__SET TASK__
Using the entries below, quote exactly the span of lines that begins with the line containing "Reviewer note: confirm that every instance of the night" and ends with the final line.

---------- MATERIALS PROVIDED

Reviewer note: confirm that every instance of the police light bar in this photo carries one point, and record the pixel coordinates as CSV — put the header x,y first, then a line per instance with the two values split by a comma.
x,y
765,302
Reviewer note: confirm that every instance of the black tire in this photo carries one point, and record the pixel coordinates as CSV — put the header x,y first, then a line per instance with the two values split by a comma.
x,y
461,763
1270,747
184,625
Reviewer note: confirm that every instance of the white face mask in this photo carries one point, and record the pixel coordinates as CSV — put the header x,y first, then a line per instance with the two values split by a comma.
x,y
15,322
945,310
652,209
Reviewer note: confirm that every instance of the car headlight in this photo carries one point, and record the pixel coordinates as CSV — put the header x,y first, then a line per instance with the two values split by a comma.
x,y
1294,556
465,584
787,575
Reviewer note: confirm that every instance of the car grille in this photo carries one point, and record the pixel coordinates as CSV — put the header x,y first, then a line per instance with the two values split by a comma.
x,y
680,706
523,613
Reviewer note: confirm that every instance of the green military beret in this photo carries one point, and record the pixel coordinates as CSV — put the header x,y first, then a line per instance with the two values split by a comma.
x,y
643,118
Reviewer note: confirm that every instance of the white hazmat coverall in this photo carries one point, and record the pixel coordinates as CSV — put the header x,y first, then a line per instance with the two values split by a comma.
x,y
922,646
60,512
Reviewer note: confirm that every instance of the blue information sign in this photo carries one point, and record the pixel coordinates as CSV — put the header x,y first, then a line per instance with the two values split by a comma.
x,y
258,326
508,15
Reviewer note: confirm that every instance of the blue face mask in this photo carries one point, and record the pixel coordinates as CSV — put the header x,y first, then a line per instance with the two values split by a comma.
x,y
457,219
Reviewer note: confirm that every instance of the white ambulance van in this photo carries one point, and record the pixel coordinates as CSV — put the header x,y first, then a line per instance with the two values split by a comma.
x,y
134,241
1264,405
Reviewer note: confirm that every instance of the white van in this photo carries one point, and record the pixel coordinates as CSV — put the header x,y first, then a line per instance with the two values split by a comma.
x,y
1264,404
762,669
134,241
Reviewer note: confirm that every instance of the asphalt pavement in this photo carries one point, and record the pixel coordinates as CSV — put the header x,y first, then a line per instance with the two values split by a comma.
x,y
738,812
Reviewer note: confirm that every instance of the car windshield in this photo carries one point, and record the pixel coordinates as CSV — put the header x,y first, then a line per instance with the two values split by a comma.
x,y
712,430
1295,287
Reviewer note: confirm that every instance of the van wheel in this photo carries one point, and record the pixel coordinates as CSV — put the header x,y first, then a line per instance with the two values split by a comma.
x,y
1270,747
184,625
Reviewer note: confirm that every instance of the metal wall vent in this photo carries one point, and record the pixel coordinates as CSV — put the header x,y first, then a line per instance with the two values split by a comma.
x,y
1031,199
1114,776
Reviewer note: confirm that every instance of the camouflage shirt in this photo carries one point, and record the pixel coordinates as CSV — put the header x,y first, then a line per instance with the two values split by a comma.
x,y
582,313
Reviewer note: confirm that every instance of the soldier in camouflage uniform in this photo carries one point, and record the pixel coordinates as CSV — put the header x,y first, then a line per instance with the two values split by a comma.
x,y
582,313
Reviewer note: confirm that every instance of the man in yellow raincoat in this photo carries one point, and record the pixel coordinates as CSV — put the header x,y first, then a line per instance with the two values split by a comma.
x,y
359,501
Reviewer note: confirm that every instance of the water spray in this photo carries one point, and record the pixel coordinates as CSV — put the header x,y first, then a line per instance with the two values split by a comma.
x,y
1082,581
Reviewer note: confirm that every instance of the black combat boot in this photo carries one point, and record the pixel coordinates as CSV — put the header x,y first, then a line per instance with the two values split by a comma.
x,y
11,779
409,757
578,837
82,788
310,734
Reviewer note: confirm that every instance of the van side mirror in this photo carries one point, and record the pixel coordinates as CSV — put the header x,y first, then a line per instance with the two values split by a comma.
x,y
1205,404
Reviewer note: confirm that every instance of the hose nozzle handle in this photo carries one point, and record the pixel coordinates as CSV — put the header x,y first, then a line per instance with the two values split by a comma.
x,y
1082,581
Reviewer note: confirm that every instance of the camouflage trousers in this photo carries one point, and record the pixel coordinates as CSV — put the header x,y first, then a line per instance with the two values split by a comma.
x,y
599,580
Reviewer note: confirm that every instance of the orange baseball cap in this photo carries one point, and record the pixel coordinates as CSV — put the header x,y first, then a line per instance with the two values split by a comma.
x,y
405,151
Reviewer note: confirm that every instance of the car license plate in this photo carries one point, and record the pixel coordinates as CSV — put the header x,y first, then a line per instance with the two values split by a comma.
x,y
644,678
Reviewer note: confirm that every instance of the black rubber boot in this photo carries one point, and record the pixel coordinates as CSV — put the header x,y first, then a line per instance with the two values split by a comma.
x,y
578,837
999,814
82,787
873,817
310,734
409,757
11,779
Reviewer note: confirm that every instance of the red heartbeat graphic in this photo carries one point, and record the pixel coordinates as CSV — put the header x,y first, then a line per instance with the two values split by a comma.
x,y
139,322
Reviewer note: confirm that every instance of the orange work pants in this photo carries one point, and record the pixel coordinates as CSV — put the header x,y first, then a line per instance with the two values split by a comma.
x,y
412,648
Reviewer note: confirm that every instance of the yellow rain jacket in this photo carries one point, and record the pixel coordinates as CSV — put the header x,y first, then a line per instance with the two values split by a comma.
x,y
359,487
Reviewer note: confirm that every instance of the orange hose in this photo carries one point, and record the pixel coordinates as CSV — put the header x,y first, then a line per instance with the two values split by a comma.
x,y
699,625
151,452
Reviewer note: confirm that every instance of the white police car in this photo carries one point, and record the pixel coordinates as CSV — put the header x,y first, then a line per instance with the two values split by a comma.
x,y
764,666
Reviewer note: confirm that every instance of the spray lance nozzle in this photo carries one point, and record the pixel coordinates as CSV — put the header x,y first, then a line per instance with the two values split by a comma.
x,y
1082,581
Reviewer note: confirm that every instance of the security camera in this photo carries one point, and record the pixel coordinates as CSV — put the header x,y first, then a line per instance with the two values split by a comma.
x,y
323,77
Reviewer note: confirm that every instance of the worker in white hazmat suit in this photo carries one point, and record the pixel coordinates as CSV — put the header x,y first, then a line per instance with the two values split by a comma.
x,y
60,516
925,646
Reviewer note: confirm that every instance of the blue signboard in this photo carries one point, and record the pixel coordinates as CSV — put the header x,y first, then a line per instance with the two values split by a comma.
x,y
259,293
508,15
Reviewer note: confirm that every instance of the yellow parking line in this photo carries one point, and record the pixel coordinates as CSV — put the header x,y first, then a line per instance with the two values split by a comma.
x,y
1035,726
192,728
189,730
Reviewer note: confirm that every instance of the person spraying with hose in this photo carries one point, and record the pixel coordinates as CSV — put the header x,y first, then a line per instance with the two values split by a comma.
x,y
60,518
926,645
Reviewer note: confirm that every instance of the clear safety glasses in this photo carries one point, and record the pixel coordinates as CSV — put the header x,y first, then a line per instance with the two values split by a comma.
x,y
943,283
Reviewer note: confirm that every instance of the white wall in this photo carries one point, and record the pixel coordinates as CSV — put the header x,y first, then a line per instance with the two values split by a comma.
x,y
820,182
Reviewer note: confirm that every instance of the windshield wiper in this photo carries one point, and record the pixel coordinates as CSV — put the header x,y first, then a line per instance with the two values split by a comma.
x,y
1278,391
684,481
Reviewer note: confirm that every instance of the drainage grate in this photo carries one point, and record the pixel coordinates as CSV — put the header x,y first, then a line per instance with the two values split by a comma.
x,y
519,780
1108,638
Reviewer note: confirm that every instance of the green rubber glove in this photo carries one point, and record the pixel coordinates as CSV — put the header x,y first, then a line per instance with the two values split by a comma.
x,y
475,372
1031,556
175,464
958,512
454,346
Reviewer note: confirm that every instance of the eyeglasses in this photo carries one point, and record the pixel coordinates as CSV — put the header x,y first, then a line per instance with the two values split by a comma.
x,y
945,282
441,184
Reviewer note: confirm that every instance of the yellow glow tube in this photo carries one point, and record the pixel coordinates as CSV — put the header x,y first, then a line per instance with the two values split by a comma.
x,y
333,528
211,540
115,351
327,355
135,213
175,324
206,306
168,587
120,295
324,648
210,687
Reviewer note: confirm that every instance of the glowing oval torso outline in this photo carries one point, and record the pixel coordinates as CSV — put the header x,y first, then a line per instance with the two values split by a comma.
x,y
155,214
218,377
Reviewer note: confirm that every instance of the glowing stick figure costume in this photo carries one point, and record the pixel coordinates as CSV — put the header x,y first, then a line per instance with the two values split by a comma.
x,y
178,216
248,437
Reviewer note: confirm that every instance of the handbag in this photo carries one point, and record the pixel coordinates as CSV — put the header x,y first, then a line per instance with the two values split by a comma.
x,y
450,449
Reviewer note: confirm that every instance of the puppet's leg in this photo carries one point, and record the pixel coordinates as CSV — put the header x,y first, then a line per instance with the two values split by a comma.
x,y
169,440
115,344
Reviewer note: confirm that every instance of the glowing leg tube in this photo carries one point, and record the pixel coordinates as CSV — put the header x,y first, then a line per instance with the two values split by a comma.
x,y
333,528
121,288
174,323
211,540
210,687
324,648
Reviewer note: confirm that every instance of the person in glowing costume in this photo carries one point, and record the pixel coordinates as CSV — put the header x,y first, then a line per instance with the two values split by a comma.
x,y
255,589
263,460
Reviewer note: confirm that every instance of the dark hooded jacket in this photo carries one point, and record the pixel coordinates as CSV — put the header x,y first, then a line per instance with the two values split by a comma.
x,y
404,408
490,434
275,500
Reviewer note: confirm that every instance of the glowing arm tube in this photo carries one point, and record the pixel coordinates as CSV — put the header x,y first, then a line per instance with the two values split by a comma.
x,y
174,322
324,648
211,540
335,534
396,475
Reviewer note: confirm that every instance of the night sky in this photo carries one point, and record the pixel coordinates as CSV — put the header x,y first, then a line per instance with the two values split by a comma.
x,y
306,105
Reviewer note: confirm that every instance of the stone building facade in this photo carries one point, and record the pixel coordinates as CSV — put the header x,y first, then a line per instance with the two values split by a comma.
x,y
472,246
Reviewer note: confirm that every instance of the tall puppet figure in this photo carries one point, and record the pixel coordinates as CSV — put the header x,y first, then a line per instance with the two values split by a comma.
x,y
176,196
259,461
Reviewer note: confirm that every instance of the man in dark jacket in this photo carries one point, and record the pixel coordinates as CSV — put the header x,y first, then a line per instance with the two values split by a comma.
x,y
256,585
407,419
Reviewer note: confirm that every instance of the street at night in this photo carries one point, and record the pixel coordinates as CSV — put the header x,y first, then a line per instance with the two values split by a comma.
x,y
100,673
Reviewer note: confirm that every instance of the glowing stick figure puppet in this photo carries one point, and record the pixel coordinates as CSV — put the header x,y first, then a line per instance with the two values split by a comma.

--------------------

__CORRECT RESULT__
Reviewer note: confirm that every instance of the night sky in this photo carries one point, and record the pixel coordinates as CSV — put the header x,y first, then a line per instance with the two values split by a comma.
x,y
306,105
Reviewer note: confirm that every instance of the stone building facade in this photo carries one point, and record the pixel coordinates as CSV — put the header x,y first, then a line per instance with the two values split by a comma.
x,y
472,246
Reviewer note: confirm that every instance of the tall puppet figure in this photo carries one point, and record the pixel coordinates as CSV — put the header x,y first, then a line per instance with the two values split by a comma.
x,y
176,196
259,461
Reviewer note: confirm that every instance of the man in dark jacket in this photo carries one point, and record the pixel coordinates as CSV — put the header x,y first, then a line per instance with the two values split by a comma.
x,y
256,585
407,419
Reviewer note: confirm that every instance of the street at night in this photo carries one point, and record the pixel coordinates as CSV — put the header x,y first, then a line per instance with the two values split by a comma.
x,y
100,673
Reviewer note: confirm that every instance of the glowing stick figure puppet in this photo carries one point, and record the pixel coordinates as CSV — put the header x,y first, then a line per instance with the two values split by a comma.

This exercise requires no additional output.